- Extract provided:

------------------------------------

Druid evaluation

Druid core developers,
I’m in the process of evaluating Druid for a project I’m working on that requires us to provide our users the ability to cut/slice real-time event data based on any field available. The core challenge is to generate aggregate views similar to the below based on the streaming events:

  field groupings     team1       team2       team3
------------------|-----------|-----------|-----------|
- countryA        |    200    |    180    |    130    |
  - stateA        |    110    |     90    |     70    |
      eventType1  |     30    |     20    |     20    |
      eventType2  |     70    |     40    |     30    |
      eventType3  |     10    |     30    |     20    |
  - stateB        |     90    |     90    |     60    |
      eventType1  |     30    |     25    |     10    |
      eventType2  |     20    |     25    |     25    |
      eventType3  |     40    |     40    |     25    |
- countryB        |    155    |    121    |    210    |
  - stateA        |     90    |     70    |    100    |
      eventType1  |     45    |     20    |     55    |
      eventType2  |     20    |     15    |     20    |
      eventType3  |     25    |     35    |     25    |
  - stateB        |     65    |     51    |    110    |
      eventType1  |     15    |     11    |     10    |
      eventType2  |     40    |     30    |     35    |
      eventType3  |     10    |     10    |     65    |

- Aggregates must be generated on-demand by the user and delivered under 2s.

------------------------------------

- Objective 1:
Identify every line of the listing that contains the string "grass", and copy each of those lines.
The listing that follows has no connection to the text above.

------------------------------------

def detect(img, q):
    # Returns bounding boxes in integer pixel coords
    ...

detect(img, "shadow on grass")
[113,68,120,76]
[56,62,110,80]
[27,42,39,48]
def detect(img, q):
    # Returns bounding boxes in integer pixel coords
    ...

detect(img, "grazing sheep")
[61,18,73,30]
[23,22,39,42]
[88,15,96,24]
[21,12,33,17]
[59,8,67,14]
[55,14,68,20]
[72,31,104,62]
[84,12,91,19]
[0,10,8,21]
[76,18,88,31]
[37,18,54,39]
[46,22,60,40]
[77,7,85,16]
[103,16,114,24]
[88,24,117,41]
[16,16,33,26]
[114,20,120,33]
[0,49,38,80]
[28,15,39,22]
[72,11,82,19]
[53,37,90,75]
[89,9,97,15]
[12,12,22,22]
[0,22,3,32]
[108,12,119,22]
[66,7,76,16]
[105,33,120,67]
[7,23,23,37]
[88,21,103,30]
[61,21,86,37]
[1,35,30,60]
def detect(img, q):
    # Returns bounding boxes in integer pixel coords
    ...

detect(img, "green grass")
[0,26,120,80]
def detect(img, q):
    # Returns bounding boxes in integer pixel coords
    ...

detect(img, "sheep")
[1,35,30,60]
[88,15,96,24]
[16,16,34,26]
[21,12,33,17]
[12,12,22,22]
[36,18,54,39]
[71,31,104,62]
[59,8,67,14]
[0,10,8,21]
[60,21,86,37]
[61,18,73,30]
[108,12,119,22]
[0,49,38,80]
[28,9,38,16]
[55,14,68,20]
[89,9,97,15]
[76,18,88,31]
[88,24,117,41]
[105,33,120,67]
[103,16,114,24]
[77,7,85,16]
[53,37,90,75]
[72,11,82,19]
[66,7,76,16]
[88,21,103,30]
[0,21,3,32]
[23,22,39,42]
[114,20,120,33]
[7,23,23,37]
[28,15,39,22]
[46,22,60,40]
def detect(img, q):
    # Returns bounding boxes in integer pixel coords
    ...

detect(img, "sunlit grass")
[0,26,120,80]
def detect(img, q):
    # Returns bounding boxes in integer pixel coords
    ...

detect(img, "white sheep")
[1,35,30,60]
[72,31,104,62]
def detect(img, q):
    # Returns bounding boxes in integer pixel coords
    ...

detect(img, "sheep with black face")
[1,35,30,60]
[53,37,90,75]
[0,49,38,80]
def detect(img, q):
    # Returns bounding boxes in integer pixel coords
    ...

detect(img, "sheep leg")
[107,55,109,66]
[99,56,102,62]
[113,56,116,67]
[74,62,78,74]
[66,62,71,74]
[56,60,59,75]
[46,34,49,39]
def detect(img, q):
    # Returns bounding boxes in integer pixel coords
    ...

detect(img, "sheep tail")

------------------------------------

- Objective 2:
Answer these questions about the Druid evaluation post:
(a) What ability does the writer's project need to give its users?
(b) What count does the table show for countryB under team3?
(c) Within what time must the aggregates be delivered?

- Complete answer 1:
detect(img, "shadow on grass")
detect(img, "green grass")
detect(img, "sunlit grass")

- Complete answer 2:
(a) The ability to cut/slice real-time event data based on any field available.
(b) 210.
(c) Under 2s.